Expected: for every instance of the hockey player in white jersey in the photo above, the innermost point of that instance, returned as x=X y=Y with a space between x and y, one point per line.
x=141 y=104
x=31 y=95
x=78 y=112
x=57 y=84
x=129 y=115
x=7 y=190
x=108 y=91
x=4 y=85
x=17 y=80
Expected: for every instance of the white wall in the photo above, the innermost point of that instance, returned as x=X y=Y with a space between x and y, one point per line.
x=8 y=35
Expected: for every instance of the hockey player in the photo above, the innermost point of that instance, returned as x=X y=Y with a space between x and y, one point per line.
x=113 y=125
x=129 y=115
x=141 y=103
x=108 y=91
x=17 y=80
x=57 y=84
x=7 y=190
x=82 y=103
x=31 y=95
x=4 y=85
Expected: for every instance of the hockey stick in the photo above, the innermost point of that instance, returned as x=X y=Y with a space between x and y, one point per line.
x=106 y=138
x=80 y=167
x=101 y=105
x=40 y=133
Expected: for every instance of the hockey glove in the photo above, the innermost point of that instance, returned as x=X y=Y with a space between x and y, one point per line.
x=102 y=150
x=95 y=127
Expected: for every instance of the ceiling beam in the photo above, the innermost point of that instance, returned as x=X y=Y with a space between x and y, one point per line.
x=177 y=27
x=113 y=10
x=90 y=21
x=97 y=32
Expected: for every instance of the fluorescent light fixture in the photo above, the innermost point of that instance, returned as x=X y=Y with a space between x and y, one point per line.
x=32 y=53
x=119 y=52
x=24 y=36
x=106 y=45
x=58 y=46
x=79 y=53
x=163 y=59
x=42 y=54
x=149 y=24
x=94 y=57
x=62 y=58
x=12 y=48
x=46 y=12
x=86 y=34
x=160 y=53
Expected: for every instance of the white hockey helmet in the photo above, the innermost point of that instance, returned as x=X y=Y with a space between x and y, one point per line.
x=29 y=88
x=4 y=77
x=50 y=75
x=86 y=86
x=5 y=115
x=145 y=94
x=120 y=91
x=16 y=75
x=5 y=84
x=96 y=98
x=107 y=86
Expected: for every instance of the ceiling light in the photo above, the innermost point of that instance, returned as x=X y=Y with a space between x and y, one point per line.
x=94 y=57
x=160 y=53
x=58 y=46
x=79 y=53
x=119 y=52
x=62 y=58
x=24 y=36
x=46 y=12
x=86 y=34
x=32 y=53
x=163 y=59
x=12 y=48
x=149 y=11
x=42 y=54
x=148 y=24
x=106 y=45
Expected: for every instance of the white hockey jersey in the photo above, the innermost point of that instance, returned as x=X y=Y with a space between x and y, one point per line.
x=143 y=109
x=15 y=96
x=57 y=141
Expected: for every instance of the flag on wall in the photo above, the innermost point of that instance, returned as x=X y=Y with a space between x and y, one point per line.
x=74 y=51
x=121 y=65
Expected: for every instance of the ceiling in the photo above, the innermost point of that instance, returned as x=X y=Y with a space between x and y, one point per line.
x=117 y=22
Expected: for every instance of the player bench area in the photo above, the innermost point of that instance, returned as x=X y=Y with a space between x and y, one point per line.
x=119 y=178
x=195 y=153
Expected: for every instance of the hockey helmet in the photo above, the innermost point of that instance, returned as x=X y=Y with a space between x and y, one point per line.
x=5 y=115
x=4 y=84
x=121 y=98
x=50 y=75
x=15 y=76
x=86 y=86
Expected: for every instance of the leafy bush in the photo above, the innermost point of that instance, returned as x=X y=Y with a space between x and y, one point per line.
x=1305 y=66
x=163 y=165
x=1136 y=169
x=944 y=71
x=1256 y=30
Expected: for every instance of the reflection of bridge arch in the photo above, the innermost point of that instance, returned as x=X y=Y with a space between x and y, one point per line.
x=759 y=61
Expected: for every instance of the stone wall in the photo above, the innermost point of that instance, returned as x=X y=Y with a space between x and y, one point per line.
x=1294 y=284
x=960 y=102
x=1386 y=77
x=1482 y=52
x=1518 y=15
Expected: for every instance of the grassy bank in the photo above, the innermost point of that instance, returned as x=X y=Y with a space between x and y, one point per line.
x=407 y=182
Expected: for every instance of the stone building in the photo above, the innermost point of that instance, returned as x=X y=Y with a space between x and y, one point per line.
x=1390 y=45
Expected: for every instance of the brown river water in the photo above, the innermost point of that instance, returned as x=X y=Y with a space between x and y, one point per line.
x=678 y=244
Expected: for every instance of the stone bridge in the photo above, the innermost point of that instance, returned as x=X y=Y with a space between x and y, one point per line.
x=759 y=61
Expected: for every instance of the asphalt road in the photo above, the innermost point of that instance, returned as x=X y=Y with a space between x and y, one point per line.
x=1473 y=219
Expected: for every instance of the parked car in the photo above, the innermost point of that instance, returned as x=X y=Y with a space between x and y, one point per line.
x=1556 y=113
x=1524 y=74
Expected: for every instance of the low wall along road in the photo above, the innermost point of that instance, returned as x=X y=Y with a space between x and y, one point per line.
• • • • • • •
> **Goal of the exercise**
Reproduce all the rows above, replacing "innermost point" with "central point" and leaving everything else unchanged.

> **Correct result**
Expected: for every instance of the hockey player in white jersey in the photo above, the central point of that instance, returned as x=X y=Y with a space between x and y, one point per line.
x=141 y=104
x=31 y=95
x=78 y=112
x=57 y=84
x=129 y=115
x=7 y=190
x=108 y=91
x=4 y=85
x=17 y=80
Expected: for every instance of the white wall in the photo above, the central point of that instance, returned as x=X y=Y with a space between x and y, one point per line.
x=8 y=35
Expected: for every instance of the hockey player in the photo above, the central point of that instance, returned as x=X y=Y with a space between x and y, one point per line.
x=113 y=125
x=129 y=115
x=141 y=103
x=108 y=91
x=17 y=80
x=57 y=84
x=7 y=190
x=82 y=103
x=31 y=95
x=4 y=85
Expected: for every instance of the hockey stick in the photo above, the central point of that instance, returned as x=X y=Y with a space between x and y, one point per line.
x=106 y=138
x=80 y=167
x=101 y=105
x=40 y=133
Expected: for every instance of the hockey glove in the photo above, the central point of that instance, returned as x=X y=Y with a space between x and y, one point per line.
x=102 y=150
x=95 y=127
Expected: for every instance of the ceiling beam in the photo above, the central point of that instance, returned as x=X y=Y with a space between x and y, one point per line.
x=177 y=27
x=113 y=10
x=90 y=21
x=97 y=32
Expected: for every instance of the fluorescent light fixture in the photo above, the central point of that instance, returned as x=X y=Y with a space between x and y, one point per line.
x=32 y=53
x=119 y=52
x=24 y=36
x=106 y=45
x=58 y=46
x=79 y=53
x=163 y=59
x=42 y=54
x=149 y=24
x=94 y=57
x=62 y=58
x=12 y=48
x=46 y=12
x=86 y=34
x=160 y=53
Expected: for every instance of the white hockey helmet in the photo above, the central point of that instance, returned as x=X y=Y with a space between x and y, one point per line.
x=29 y=88
x=4 y=77
x=50 y=75
x=86 y=86
x=5 y=115
x=145 y=94
x=120 y=91
x=16 y=75
x=5 y=84
x=96 y=98
x=107 y=86
Expected: for every instance of the ceiling light in the photo above, the central point of that instance, returned as x=X y=Y with a space between x and y, one point per line.
x=94 y=57
x=160 y=53
x=58 y=46
x=79 y=53
x=119 y=52
x=62 y=58
x=24 y=36
x=46 y=12
x=86 y=34
x=32 y=53
x=163 y=59
x=12 y=48
x=149 y=11
x=42 y=54
x=148 y=24
x=106 y=45
Expected: for every instance of the white hockey jersey in the photo above, the central point of that instance, returned as x=X y=Y with a space between x and y, one point per line.
x=143 y=109
x=15 y=96
x=57 y=141
Expected: for every instance of the flag on wall in the photo above, the central point of that instance, returned as x=X y=Y with a space between x and y, one point per line.
x=74 y=51
x=121 y=65
Expected: for every instance of the ceiling in the photo above, the central point of that instance, returned as x=X y=Y with a space between x and y, one point per line.
x=117 y=22
Expected: for every instance of the player bench area in the photo above, the central point of that instance, returned as x=X y=Y with a space between x and y, one point per line.
x=119 y=178
x=195 y=153
Expected: for every instance of the hockey helmet in the photo above, the central point of that instance, returned as x=X y=Y with a space between x and y, one point per line.
x=5 y=115
x=4 y=84
x=121 y=98
x=50 y=75
x=15 y=76
x=86 y=86
Expected: for every instance of the leafy bush in the photo above, the central point of that instance, returned as x=X y=Y with a space between x and y, one point per line.
x=1305 y=66
x=163 y=165
x=1136 y=169
x=944 y=71
x=1256 y=30
Expected: for every instance of the reflection of bridge arch in the photo above, the central point of that instance, returned as x=X y=Y with a space between x and y, one point per line.
x=759 y=61
Expected: for every instance of the stone wall in the photo above, the central point of that instance, returned as x=X y=Y with a space between x and y, one point per line.
x=1294 y=284
x=960 y=102
x=1386 y=77
x=1482 y=52
x=1518 y=15
Expected: for every instance of the grassy bank in the photo above, the central point of that instance, returned as x=X y=Y with a space between x and y, one point per line.
x=407 y=182
Expected: for every instance of the stone building in the photo above, the central point of that instance, returned as x=X y=Y with a space between x and y, one point per line.
x=1390 y=45
Expected: for every instance of the brown river water in the photo above, the central point of that instance, returned as x=X y=Y with a space between x and y, one point per line.
x=678 y=244
Expected: for every instance of the stone bridge in the photo above, the central point of that instance, returned as x=X y=Y with a space between x and y, one point per line.
x=759 y=61
Expected: for every instance of the asphalt road in the photo above, the central point of that instance, returned as x=X y=Y with a space between x and y, one point per line.
x=1473 y=219
Expected: for every instance of the parked car in the photo above, the central point of that instance, returned as x=X y=Y with a space between x and y, one point per line.
x=1556 y=113
x=1524 y=74
Expected: for every instance of the low wall along road in the photo above, the central point of that instance, returned as x=X y=Y with a space between x and y, one point per line.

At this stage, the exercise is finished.